• **Directions**:
**A.** Translate this sentence from the Irish health service excerpt into Spanish: "Dr Kelly said that the HIQA report would be a damning indictment in normal times."
**B.** Reproduce the part of the Irish health service excerpt between "Commenting on the" and "widespread capacity deficits.", inclusive.

According to the IMO, the problems identified by HIQA have “beset our services long before Covid, which has only served to expose the system deficits which have led to ever increasing waiting lists, inadequate access to timely care, increasing pressures on doctors seeking to provide care in general practice, in the community and in our acute settings.” 

It said the health service will continue to fail to meet the realistic expectations and demands of the Irish public without significant and long-term action, including measures to support doctor recruitment and retention.

The country urgently needed 2,000 medical specialists across acute hospital and psychiatry services.  It also required up to 1,660 additional GPs along with a sustainable career pathway for general practice.

In addition, a further 5,000 beds were required urgently, outlined the Organisation, which said focusing on the minimum requirements of the health capacity review were insufficient.

Dr Kelly said that the HIQA report would be a damning indictment in normal times.

“The report details the long-term damage caused by under investment and poor policy decisions. Tragically these problems have been ongoing for so long that public has learnt to accept the unacceptable when it comes to waiting lists and access to timely care,” according to Dr Kelly.

“This is not something we can or should accept and as Government now considers measures for the budget, we need to see a significant ramping up of sustainable investment in our services that will deliver timely patient care in a system that is well resourced and properly staffed.

Commenting on the overview of HIQA’s monitoring of healthcare services in 2020, Prof Rob Landers, Vice President, Irish Hospital Consultants Association, said:

“While the report details some areas of improvement made in our health service last year, it is clear that we still face the same long-standing issues in our system, namely, workforce shortages, chronic overcrowding and widespread capacity deficits.

“This is before we even consider the impact that COVID-19 has and continues to have – and which has changed the face of healthcare.

“What’s not changed, however, is the unacceptable number of people currently waiting on some form of list to see or be treated by a hospital consultant. Almost 1 million people now face this situation and such record waiting lists existed long before the pandemic exacerbated the problem.

“This pandemic and more recently, the cyberattack have exposed deep fundamental deficiencies in our health system which we always knew were there, but which have now been exposed in a way previously unseen.

• **Material provided**:
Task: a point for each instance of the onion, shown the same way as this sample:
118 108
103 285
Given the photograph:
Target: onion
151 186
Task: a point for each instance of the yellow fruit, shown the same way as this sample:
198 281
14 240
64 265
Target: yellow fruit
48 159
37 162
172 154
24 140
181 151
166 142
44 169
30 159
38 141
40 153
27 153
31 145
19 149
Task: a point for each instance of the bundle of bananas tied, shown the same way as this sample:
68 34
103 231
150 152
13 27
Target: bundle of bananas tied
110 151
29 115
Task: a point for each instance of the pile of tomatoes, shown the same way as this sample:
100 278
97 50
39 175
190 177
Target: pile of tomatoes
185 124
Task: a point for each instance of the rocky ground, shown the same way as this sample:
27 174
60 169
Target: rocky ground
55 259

...

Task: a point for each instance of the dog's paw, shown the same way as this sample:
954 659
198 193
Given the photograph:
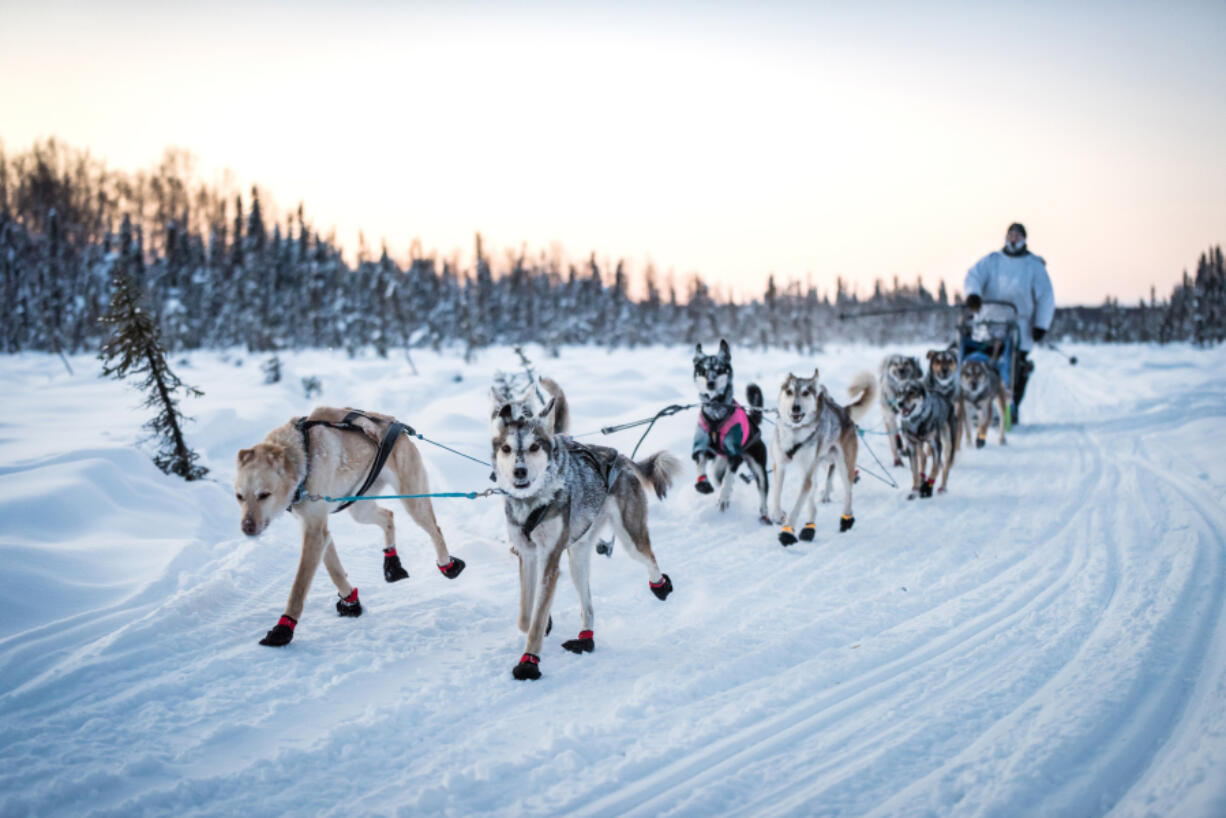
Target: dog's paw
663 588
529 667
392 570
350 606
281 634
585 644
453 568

==

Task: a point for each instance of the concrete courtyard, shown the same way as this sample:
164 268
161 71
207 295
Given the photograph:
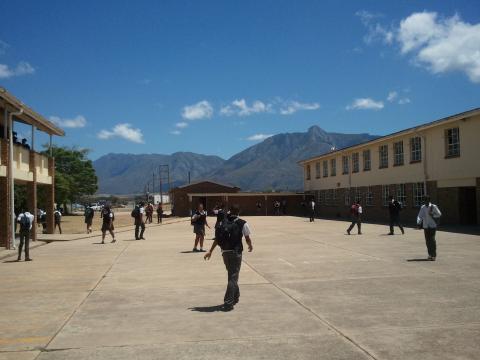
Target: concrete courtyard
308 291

• **Solved problems**:
**A.** El Dr. Kelly dijo que, en tiempos normales, el informe de HIQA sería una acusación demoledora.

**B.**
Commenting on the overview of HIQA’s monitoring of healthcare services in 2020, Prof Rob Landers, Vice President, Irish Hospital Consultants Association, said:

“While the report details some areas of improvement made in our health service last year, it is clear that we still face the same long-standing issues in our system, namely, workforce shortages, chronic overcrowding and widespread capacity deficits.